With the line containing "# locate man in dark" as the starting point, write out each line exactly through the final line of the listing, both ends included.

=-=-=-=-=

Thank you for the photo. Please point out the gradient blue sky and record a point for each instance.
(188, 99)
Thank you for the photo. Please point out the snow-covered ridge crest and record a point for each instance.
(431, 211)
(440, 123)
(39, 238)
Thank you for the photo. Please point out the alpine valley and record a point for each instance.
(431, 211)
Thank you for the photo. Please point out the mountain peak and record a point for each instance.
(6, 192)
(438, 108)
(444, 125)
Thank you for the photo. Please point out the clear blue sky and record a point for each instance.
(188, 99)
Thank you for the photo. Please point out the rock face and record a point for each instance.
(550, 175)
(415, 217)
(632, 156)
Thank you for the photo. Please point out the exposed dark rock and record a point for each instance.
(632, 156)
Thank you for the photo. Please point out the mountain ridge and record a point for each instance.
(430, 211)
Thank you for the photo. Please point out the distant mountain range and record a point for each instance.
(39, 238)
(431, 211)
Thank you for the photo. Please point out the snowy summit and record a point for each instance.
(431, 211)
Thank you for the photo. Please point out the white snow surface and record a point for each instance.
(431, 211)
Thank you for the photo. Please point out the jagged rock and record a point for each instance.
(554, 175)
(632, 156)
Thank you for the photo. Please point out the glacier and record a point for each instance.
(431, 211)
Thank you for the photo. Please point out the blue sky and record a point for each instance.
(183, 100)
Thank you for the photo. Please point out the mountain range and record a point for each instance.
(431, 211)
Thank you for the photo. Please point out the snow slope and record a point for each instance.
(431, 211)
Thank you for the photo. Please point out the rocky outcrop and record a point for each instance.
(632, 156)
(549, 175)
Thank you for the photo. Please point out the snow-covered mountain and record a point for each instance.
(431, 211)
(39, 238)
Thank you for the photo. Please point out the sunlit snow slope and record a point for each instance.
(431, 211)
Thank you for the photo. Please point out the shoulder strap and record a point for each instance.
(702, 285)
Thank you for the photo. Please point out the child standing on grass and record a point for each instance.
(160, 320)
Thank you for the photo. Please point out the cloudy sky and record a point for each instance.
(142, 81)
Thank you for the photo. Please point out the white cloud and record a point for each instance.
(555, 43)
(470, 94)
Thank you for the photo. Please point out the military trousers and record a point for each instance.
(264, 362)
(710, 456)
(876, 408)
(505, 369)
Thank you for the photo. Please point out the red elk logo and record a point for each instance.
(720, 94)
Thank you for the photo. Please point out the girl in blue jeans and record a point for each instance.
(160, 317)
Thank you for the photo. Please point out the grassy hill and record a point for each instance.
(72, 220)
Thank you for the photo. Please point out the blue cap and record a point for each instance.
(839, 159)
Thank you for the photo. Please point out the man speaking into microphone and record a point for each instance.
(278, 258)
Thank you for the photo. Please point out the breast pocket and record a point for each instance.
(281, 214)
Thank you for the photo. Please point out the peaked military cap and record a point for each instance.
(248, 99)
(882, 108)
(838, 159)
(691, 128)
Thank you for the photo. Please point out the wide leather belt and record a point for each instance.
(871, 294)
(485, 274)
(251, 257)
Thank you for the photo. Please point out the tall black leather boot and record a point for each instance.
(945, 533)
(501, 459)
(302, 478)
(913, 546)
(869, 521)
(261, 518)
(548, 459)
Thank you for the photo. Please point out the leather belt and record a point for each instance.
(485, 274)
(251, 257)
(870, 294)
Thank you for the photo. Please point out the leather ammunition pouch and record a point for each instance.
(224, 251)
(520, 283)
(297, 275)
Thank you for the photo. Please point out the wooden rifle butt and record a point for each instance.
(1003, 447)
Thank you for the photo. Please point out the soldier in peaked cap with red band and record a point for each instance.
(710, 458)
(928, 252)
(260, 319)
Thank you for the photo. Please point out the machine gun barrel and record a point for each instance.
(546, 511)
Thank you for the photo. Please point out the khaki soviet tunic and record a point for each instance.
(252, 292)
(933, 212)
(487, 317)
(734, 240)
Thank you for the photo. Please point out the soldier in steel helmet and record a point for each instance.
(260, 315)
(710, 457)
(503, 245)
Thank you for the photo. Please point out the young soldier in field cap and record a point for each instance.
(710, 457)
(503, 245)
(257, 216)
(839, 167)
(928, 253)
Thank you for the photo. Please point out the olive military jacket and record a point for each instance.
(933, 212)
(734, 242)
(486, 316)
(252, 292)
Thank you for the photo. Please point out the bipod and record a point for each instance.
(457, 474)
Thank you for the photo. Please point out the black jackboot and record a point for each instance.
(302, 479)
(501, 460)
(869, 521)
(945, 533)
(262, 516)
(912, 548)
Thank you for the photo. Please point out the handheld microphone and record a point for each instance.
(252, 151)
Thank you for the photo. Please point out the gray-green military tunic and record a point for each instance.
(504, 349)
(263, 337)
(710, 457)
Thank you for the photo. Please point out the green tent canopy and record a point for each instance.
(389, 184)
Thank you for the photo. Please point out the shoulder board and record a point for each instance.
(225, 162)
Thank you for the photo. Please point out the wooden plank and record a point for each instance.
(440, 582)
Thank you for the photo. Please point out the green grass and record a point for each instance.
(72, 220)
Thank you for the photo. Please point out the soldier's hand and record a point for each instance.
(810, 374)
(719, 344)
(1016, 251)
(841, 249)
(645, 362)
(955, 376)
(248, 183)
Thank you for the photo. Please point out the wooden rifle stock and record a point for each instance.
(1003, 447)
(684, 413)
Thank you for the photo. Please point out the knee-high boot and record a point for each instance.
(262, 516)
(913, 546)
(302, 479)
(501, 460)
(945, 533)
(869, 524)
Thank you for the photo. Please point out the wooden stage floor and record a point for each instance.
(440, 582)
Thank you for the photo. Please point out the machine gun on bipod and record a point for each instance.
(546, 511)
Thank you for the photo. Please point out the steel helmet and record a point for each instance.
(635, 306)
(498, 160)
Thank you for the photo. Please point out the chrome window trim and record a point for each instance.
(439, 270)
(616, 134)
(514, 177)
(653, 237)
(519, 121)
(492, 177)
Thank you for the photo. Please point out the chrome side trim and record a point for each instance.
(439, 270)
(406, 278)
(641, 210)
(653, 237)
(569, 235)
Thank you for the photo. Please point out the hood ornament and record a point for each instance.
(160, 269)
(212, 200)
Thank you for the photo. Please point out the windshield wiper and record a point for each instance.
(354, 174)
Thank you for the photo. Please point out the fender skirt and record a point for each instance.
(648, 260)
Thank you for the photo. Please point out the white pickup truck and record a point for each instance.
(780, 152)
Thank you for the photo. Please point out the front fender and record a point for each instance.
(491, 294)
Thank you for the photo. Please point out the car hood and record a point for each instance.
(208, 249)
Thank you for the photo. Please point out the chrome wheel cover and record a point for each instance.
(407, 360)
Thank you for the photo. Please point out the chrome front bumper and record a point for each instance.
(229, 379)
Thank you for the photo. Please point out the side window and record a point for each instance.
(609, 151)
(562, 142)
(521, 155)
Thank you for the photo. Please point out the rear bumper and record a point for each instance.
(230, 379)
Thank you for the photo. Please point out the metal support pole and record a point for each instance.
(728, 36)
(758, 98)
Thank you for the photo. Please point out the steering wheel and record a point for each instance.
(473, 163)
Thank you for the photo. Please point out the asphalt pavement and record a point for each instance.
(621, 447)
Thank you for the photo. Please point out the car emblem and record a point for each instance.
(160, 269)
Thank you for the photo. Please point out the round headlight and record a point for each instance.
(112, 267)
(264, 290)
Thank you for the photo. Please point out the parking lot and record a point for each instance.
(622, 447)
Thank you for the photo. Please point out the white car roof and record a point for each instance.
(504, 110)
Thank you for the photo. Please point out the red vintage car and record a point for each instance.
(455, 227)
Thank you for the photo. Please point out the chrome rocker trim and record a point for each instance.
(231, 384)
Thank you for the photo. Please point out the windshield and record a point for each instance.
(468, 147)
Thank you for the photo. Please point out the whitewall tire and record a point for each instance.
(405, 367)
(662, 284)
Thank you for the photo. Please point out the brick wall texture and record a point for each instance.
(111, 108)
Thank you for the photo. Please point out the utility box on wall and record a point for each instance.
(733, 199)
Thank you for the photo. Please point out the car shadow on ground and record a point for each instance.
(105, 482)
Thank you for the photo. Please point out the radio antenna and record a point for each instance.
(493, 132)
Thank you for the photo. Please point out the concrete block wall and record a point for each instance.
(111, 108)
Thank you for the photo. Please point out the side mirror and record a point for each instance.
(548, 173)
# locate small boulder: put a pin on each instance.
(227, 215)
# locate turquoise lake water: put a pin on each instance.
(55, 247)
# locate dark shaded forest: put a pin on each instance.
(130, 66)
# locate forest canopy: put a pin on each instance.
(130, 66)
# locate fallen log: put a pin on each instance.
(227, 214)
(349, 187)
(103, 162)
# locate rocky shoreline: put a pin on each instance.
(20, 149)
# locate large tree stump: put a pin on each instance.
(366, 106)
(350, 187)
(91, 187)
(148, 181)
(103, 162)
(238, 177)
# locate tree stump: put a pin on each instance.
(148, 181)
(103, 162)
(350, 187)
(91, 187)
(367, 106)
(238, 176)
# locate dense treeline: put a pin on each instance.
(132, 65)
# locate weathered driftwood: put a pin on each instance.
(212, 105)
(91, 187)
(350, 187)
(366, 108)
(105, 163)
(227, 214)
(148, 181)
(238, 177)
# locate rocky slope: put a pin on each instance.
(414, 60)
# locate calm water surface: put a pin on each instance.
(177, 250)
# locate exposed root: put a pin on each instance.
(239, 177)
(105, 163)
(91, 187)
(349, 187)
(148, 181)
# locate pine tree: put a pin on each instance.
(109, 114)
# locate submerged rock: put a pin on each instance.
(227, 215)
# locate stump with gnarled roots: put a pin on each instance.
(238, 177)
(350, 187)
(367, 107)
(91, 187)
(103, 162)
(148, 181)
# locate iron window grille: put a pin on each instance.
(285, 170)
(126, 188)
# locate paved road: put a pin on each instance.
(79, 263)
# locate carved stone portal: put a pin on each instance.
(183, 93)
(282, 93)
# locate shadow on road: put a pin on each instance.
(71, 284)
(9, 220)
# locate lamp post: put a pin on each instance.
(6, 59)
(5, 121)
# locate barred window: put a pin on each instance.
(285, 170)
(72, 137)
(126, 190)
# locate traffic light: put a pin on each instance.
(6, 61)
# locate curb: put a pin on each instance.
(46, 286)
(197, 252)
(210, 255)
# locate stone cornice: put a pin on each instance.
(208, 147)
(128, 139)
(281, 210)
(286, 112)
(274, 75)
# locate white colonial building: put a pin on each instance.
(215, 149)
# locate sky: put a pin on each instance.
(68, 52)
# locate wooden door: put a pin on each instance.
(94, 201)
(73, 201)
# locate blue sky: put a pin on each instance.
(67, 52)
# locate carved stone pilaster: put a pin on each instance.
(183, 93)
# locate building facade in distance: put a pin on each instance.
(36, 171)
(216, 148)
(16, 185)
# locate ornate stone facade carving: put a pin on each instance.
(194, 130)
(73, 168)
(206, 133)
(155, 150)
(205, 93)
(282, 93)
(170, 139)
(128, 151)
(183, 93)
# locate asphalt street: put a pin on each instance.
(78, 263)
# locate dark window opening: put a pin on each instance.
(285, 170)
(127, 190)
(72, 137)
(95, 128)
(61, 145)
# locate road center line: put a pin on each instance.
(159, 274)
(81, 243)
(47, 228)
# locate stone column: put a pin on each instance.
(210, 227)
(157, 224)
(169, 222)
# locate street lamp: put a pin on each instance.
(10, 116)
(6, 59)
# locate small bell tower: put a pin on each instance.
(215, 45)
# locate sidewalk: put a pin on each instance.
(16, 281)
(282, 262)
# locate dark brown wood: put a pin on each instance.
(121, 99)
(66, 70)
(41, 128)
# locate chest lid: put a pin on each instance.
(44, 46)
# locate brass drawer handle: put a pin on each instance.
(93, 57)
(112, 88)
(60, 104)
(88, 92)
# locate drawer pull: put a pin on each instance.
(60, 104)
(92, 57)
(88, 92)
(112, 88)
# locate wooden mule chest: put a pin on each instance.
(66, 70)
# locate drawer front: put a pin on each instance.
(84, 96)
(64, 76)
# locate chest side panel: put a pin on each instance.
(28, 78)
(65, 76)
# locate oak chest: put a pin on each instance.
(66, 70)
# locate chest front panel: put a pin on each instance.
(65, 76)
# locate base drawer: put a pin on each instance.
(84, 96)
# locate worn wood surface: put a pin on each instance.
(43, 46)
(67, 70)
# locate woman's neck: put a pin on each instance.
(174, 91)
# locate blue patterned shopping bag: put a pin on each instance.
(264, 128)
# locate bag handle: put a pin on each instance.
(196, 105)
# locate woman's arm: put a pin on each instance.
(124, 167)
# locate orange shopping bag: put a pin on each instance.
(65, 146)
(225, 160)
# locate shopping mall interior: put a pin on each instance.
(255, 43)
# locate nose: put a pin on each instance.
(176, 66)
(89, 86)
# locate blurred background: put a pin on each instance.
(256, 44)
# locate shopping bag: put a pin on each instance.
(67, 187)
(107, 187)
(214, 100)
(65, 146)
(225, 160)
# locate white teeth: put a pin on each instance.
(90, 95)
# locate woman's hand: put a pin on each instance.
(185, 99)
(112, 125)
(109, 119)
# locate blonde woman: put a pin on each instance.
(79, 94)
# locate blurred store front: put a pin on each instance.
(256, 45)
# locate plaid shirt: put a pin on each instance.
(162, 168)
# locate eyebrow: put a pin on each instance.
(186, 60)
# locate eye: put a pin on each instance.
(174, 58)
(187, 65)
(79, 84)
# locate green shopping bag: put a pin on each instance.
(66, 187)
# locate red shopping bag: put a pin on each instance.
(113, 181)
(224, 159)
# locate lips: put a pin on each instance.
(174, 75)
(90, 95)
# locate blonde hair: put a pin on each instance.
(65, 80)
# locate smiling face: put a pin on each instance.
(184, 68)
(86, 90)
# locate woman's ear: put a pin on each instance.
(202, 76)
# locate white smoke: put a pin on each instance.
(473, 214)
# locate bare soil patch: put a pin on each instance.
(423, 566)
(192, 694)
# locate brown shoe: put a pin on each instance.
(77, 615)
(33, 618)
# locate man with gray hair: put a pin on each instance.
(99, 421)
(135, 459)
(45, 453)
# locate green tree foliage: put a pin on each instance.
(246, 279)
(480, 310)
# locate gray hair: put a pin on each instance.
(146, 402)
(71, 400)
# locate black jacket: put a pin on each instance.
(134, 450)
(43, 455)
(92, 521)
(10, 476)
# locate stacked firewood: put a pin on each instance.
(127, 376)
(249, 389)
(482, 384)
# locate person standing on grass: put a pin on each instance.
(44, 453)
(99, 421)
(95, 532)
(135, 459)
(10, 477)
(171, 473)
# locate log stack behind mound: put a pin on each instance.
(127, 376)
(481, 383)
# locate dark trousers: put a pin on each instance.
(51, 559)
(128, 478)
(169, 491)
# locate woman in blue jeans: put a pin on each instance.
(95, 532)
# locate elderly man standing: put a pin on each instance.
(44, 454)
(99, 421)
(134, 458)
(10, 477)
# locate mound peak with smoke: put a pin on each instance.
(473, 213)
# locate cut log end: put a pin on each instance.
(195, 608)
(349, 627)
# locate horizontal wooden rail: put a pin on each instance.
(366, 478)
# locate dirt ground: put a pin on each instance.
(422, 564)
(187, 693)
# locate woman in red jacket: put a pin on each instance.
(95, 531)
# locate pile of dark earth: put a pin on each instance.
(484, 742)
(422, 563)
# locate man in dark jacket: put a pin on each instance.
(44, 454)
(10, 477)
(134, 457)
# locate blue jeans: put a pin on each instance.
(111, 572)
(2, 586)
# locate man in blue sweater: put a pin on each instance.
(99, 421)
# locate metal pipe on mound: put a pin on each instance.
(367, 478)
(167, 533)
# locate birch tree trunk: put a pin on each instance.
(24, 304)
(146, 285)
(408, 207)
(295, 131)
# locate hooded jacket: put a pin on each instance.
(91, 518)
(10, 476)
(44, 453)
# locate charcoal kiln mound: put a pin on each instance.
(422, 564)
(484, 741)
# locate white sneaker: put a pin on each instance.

=-=-=-=-=

■ SOLUTION FOR THIS PROBLEM ■
# locate man in dark jacket: put a pin on each instance.
(44, 454)
(10, 477)
(134, 457)
# locate blue jeans: put a pin on each instance.
(111, 572)
(2, 586)
# locate man in blue sweater: put a pin on each instance.
(99, 421)
# locate metal pipe on mound: put a pin on each instance.
(367, 478)
(167, 533)
# locate birch tree trunk: put a pin on each instance.
(24, 304)
(146, 285)
(408, 207)
(295, 131)
# locate hooded jacket: put a pin on each instance.
(91, 518)
(10, 476)
(44, 453)
# locate charcoal kiln mound: put a pin on each instance.
(422, 564)
(484, 741)
# locate white sneaker: put a pin on each instance.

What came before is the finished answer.